**WHAT IS BEING ASKED**
In the Spark tuning text, what is the rule of thumb for deciding that you have skew?

**SELECTED EXTRACT**
[Start]

Data skew is the single most common performance killer in distributed processing. If 80% of your data has key null or key "US", one task processes most of the work while hundreds of executors sit idle.

Identify Skew in the Spark UI

HIGH — In the Stages tab, expand Summary Metrics and compare Max vs Median for Duration, Shuffle Read Size, and Records.

Rule of thumb: If Max > 3x the 75th percentile, you have skew.

Let AQE Handle It First

HIGH — AQE skew join (enabled by default since Spark 3.2) handles most join skew automatically. Verify it is working:

spark.sql.adaptive.enabled=true
spark.sql.adaptive.skewJoin.enabled=true

Manual Fixes for Severe Skew

MEDIUM — When AQE is not sufficient:

Skew TypeFixDescription
Join skew (hot keys)SaltingAdd random salt to skewed side, explode other side
Null key skewFilter nullsHandle null keys separately from the join
Aggregation skewTwo-phase aggregationPartial agg with salt, then final agg
Known hot keysIsolate-and-broadcastSplit into hot/cold, broadcast hot keys
Write skewwrite.distribution-mode=hashIceberg distributes data evenly across partitions

Fix Iceberg Partition Skew

MEDIUM — Query the Iceberg metadata table to detect file size skew:

SELECT partition, COUNT(*) AS file_count, AVG(file_size_in_bytes) / 1048576 AS avg_mb
FROM db.events.files
GROUP BY partition
ORDER BY file_count DESC;

If one partition has 10x more files than others, target it for compaction:

CALL system.rewrite_data_files(
table => 'db.events',
where => 'event_date >= ''2026-02-01'' AND event_date < ''2026-02-02'''
);

Deep dive: Spark Data Skew: The Complete Guide


9. File Format and Compression

Parquet is the underlying storage format for Iceberg tables. Tuning row group sizes, compression codecs, and column-level settings directly affects I/O throughput, memory usage, and query speed.

Choose Zstd for Storage, LZ4 for Shuffle

MEDIUM — Use zstd for Parquet files (best compression ratio with acceptable speed) and lz4 for shuffle (fastest decompression).

[End]

**Source records**
[Start]

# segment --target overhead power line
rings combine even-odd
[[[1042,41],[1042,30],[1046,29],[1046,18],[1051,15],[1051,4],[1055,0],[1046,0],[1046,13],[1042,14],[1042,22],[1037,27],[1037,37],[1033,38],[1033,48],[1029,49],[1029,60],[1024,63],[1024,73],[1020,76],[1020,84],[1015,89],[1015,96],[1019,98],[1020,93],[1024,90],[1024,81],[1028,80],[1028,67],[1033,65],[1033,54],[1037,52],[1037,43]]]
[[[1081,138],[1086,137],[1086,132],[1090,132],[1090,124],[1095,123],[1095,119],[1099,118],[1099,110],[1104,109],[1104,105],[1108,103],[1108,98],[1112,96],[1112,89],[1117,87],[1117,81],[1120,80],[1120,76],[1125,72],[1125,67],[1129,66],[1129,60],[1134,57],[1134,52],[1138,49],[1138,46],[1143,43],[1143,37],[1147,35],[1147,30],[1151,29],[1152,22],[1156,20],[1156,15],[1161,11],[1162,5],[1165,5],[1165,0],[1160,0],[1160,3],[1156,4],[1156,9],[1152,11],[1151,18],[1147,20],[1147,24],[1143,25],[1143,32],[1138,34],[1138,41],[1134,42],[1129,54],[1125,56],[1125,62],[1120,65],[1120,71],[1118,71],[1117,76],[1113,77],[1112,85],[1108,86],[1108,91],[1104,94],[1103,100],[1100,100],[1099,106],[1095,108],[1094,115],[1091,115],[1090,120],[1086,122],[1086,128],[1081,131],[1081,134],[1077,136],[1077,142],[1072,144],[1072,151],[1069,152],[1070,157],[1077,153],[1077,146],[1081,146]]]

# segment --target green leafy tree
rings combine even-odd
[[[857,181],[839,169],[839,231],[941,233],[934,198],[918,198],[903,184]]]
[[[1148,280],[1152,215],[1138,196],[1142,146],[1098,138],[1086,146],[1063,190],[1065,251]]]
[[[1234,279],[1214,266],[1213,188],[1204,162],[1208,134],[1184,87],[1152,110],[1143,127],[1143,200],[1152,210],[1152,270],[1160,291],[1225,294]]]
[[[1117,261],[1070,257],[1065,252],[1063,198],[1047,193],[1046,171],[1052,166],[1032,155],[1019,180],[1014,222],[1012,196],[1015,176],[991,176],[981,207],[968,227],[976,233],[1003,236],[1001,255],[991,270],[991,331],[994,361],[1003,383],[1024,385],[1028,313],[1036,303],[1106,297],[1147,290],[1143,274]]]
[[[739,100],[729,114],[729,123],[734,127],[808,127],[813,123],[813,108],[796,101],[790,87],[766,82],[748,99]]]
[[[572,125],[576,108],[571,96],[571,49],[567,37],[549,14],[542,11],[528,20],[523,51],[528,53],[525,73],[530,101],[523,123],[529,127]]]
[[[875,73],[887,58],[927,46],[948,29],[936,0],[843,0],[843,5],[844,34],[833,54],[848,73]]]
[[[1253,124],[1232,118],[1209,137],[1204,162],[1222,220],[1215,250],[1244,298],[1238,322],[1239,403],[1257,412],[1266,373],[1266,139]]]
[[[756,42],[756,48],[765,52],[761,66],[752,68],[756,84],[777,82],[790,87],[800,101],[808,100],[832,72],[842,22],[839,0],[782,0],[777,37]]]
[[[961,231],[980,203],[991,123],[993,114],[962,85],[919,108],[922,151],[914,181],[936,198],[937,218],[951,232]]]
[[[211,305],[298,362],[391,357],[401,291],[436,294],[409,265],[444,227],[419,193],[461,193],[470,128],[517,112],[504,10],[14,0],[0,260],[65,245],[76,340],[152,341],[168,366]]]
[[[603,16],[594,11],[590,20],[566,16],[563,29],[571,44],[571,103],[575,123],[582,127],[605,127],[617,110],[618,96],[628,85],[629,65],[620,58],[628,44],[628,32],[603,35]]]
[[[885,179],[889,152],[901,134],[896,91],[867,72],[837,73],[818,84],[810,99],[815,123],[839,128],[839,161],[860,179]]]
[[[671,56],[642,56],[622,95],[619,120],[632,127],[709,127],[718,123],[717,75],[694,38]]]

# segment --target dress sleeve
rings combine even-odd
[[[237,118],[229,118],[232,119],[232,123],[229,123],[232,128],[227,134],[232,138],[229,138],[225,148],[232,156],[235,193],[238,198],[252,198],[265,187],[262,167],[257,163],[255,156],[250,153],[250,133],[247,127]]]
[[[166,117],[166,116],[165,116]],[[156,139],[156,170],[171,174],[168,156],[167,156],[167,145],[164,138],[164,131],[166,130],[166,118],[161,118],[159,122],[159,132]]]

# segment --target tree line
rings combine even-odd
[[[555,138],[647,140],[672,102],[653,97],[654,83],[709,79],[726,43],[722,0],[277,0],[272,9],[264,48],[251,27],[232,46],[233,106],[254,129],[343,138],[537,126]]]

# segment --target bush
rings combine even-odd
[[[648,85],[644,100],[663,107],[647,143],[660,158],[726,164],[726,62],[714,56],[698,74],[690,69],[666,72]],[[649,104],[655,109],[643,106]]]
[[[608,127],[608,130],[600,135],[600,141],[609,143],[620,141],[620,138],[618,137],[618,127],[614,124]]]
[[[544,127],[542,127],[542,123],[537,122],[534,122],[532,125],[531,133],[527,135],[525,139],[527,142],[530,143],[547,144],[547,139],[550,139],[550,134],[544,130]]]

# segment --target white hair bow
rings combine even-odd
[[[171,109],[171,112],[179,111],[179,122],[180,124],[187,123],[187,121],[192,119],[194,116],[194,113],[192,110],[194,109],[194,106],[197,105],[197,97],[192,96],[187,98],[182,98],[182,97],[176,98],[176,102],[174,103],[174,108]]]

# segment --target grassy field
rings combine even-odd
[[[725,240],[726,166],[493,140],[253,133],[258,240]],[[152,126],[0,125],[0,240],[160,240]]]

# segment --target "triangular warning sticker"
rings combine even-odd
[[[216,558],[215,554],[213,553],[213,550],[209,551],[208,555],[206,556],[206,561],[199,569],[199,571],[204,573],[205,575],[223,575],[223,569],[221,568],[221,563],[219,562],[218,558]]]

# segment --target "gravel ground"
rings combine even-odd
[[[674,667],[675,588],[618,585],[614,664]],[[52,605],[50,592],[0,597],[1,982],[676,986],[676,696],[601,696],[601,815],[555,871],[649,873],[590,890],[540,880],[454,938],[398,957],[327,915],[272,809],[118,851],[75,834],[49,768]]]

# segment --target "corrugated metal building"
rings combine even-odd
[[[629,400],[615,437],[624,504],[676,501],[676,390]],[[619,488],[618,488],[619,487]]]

[End]

**CORRECT OUTPUT**
If Max is greater than 3x the 75th percentile, you have skew.